Problem details - A faithful copy of the entries is needed, one that leaves out the pictures.

Exercise material -
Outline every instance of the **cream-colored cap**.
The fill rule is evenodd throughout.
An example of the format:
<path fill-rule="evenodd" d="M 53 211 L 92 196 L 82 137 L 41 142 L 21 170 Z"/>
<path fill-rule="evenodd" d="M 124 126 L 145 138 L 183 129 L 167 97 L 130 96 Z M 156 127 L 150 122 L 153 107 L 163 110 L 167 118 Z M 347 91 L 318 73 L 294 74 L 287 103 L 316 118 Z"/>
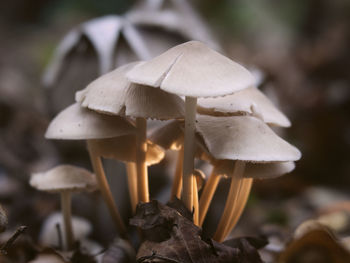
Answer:
<path fill-rule="evenodd" d="M 60 241 L 57 235 L 57 224 L 59 224 L 61 227 L 64 225 L 63 215 L 60 212 L 52 213 L 45 219 L 41 226 L 39 235 L 41 245 L 48 247 L 59 247 Z M 92 232 L 91 223 L 83 217 L 72 216 L 72 225 L 74 238 L 80 242 L 87 238 L 87 236 Z M 66 240 L 65 231 L 62 231 L 62 235 L 63 240 Z"/>
<path fill-rule="evenodd" d="M 94 174 L 73 165 L 59 165 L 49 171 L 32 174 L 29 183 L 46 192 L 90 192 L 97 188 Z"/>
<path fill-rule="evenodd" d="M 232 176 L 235 161 L 214 160 L 215 173 L 221 176 Z M 295 168 L 294 162 L 246 163 L 244 177 L 253 179 L 272 179 L 290 173 Z"/>
<path fill-rule="evenodd" d="M 75 103 L 61 111 L 47 128 L 45 138 L 62 140 L 102 139 L 135 133 L 129 121 L 80 107 Z"/>
<path fill-rule="evenodd" d="M 182 125 L 182 122 L 171 121 L 154 130 L 149 139 L 165 150 L 178 151 L 181 149 L 184 139 Z"/>
<path fill-rule="evenodd" d="M 214 116 L 254 115 L 258 113 L 266 123 L 289 127 L 289 119 L 255 87 L 250 87 L 225 97 L 198 99 L 198 112 Z"/>
<path fill-rule="evenodd" d="M 278 137 L 267 124 L 255 117 L 198 115 L 196 127 L 215 159 L 286 162 L 301 157 L 297 148 Z"/>
<path fill-rule="evenodd" d="M 99 77 L 76 93 L 76 101 L 83 107 L 107 114 L 183 119 L 184 101 L 180 97 L 161 89 L 131 84 L 126 79 L 126 72 L 138 64 L 130 63 Z"/>
<path fill-rule="evenodd" d="M 107 159 L 123 162 L 136 162 L 136 137 L 121 136 L 102 140 L 91 140 L 90 145 L 95 154 Z M 147 141 L 146 164 L 148 166 L 159 163 L 164 158 L 161 147 L 150 140 Z"/>
<path fill-rule="evenodd" d="M 190 97 L 224 96 L 255 82 L 243 66 L 198 41 L 175 46 L 136 65 L 127 77 L 134 83 Z"/>

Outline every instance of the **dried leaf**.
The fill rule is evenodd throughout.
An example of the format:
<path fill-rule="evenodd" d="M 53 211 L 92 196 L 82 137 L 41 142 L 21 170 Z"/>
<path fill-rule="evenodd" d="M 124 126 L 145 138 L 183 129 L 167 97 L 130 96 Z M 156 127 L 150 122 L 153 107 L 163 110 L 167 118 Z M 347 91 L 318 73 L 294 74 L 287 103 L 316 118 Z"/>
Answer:
<path fill-rule="evenodd" d="M 180 203 L 176 200 L 172 207 L 157 201 L 138 205 L 130 224 L 142 229 L 146 241 L 137 253 L 137 262 L 262 262 L 247 239 L 242 239 L 238 248 L 205 238 Z"/>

Output -
Outline every instance of the **cream-colored cap**.
The fill rule is evenodd throughout.
An example of the format:
<path fill-rule="evenodd" d="M 53 211 L 92 196 L 82 137 L 41 142 L 21 170 Z"/>
<path fill-rule="evenodd" d="M 124 126 L 145 138 L 183 129 L 167 97 L 130 96 Z M 156 127 L 150 122 L 153 107 L 163 110 L 167 118 Z M 347 91 L 318 73 L 294 74 L 287 103 L 316 118 Z"/>
Answer:
<path fill-rule="evenodd" d="M 60 241 L 57 235 L 57 224 L 59 224 L 61 227 L 64 225 L 63 215 L 60 212 L 52 213 L 45 219 L 41 226 L 39 235 L 41 245 L 48 247 L 59 247 Z M 92 232 L 91 223 L 83 217 L 72 216 L 72 225 L 74 238 L 80 242 L 87 238 L 87 236 Z M 66 240 L 65 231 L 62 231 L 62 235 L 63 240 Z"/>
<path fill-rule="evenodd" d="M 94 174 L 73 165 L 59 165 L 49 171 L 32 174 L 29 183 L 46 192 L 90 192 L 97 188 Z"/>
<path fill-rule="evenodd" d="M 232 176 L 235 161 L 214 160 L 215 173 L 221 176 Z M 295 168 L 294 162 L 246 163 L 244 177 L 253 179 L 272 179 L 290 173 Z"/>
<path fill-rule="evenodd" d="M 75 103 L 61 111 L 47 128 L 45 138 L 62 140 L 102 139 L 135 133 L 129 121 L 80 107 Z"/>
<path fill-rule="evenodd" d="M 182 125 L 182 122 L 171 121 L 154 130 L 149 139 L 165 150 L 178 151 L 181 149 L 184 139 Z"/>
<path fill-rule="evenodd" d="M 214 116 L 254 115 L 258 113 L 266 123 L 289 127 L 289 119 L 255 87 L 250 87 L 225 97 L 198 99 L 198 112 Z"/>
<path fill-rule="evenodd" d="M 278 137 L 267 124 L 255 117 L 198 115 L 196 127 L 215 159 L 286 162 L 301 157 L 297 148 Z"/>
<path fill-rule="evenodd" d="M 99 77 L 76 93 L 76 101 L 83 107 L 107 114 L 183 119 L 184 101 L 180 97 L 161 89 L 131 84 L 126 79 L 126 72 L 138 64 L 130 63 Z"/>
<path fill-rule="evenodd" d="M 107 159 L 123 162 L 136 162 L 136 137 L 121 136 L 102 140 L 91 140 L 90 145 L 95 154 Z M 147 141 L 146 164 L 148 166 L 159 163 L 164 158 L 161 147 L 150 140 Z"/>
<path fill-rule="evenodd" d="M 190 97 L 224 96 L 255 82 L 243 66 L 198 41 L 175 46 L 136 65 L 127 77 L 134 83 Z"/>

Outline every instance of the **dried leaf**.
The fill rule is evenodd throughout.
An example of the format:
<path fill-rule="evenodd" d="M 53 211 L 92 196 L 82 137 L 41 142 L 21 170 Z"/>
<path fill-rule="evenodd" d="M 124 126 L 145 138 L 183 129 L 167 97 L 130 96 Z M 156 127 L 150 122 L 153 107 L 163 110 L 167 118 Z M 347 91 L 318 73 L 294 74 L 287 103 L 316 118 Z"/>
Answer:
<path fill-rule="evenodd" d="M 180 203 L 176 200 L 172 207 L 157 201 L 138 205 L 130 224 L 142 229 L 146 241 L 137 253 L 137 262 L 262 262 L 247 239 L 242 239 L 238 248 L 205 238 Z"/>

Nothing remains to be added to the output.